### Passage shown:
-2

I am trying to solve a clustering problem, containing binary independent variables only in R. I only have basic understanding in R. Using R code which tries to execute the steps given below, I observed that the silhouette coefficient for few initial iterations exceeds its permissible range. Attached is the snapshot of the same.

Step followed:

  1. Calculate the distance matrix containing the jaccard dissimilarities between each pair of records. function: vegandist from package: vegan.
  2. Use the distance matrix for k-means and run the k-means multiple times say from 1 to 12. function: kmeansruns() from package: fpc
  3. Capture the average silhouette width (asw) for each iteration and identify the best iteration which gives the maximum silhouette.
  4. Do cross validation for this 'k' (found from step 3), to judge stability of clusters using 100 iterations and bootstrapped samples only.

### Given material:

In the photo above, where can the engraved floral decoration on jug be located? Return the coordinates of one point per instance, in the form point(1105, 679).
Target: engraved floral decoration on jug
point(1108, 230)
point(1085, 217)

### Tasks to complete:
**A)** From the R clustering post, reproduce the section starting at "I am trying" and ending at "of the same.".
**B)** Carry on writing the R clustering post after its final sentence.

### Answers by task:
**A)**
I am trying to solve a clustering problem, containing binary independent variables only in R. I only have basic understanding in R. Using R code which tries to execute the steps given below, I observed that the silhouette coefficient for few initial iterations exceeds its permissible range. Attached is the snapshot of the same.

**B)**
I find that the silhouette values in the k-means (X axis) versus asw (Y axis) shows [k_versus_asw.jpeg] inconsistent average silhouette values.

Can some one please help on what could be going wrong here? Or is there any other clustering algorithm that should be used?

Attaching the code and sample data for this analysis:

Code:

> ###############################################
> 
> library(vegan) library(fpc) library(reshape2) library(ggplot2)
> 
> dist <- vegdist(mydat2, method = "jaccard") clustering.asw <-
> kmeansruns(dist, krange = 1:12, criterion = "asw")
> clustering.asw$bestk
> 
> critframe <- data.frame(k = 1:12, asw = scale(clustering.asw$crit))
> 
> critframe <- melt(critframe, id.vars = c("k"), variable.name =
> "measure", value.name = "score")
> 
> ggplot(critframe, aes(x=k, y=score, color=measure)) +  
> geom_point(aes(shape=measure)) + geom_line(aes(linetype=measure)) +  
> scale_x_continuous(breaks=1:12, labels=1:12)
> 
> summary(clustering.asw)
> 
> kbest.p <- 2
> 
> cboot <- clusterboot(dist, clustermethod = kmeansCBI, runs = 100,
> iter.max = 100, krange=kbest.p, seed = 12345) groups <-
> cboot$result$partition
> 
> print(cboot$result$partition, kbest.p)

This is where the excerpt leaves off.